╔══
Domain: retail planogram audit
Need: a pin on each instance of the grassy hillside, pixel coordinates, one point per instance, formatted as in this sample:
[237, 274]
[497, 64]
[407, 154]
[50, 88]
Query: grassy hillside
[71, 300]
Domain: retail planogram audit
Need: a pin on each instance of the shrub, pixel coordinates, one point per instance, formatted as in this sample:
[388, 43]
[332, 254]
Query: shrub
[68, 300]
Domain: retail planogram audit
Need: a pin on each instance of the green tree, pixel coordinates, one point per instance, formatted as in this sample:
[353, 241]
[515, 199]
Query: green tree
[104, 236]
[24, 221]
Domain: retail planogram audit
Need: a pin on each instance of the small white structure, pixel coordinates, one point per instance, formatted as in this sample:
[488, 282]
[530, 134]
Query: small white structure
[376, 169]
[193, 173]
╚══
Directions - Copy out every line above, including the requests, and shift each pixel coordinate in the answers by adding -107 to it. Leave the requests and their sample coordinates unchanged.

Exercise output -
Domain: retail planogram audit
Need: a pin on each instance of the grassy hillside, pixel coordinates, one point per instance, formatted as in this sample:
[237, 274]
[497, 64]
[407, 154]
[50, 88]
Query: grassy hillside
[-36, 193]
Domain: retail planogram audit
Need: a pin on each instance of the shrub, pixel coordinates, one point per instance, formatted as in this sample:
[388, 43]
[332, 254]
Query: shrub
[-39, 193]
Domain: retail planogram audit
Need: a pin on each instance of the green tree, pixel coordinates, one point per instance, formatted as in this sample:
[353, 241]
[515, 199]
Query: green tree
[-3, 129]
[-83, 114]
Domain: retail planogram audit
Need: a pin on each instance of the small white structure, pixel coordinates, one point per instance, formatted as in this sample:
[488, 282]
[530, 134]
Query: small white structure
[269, 62]
[86, 66]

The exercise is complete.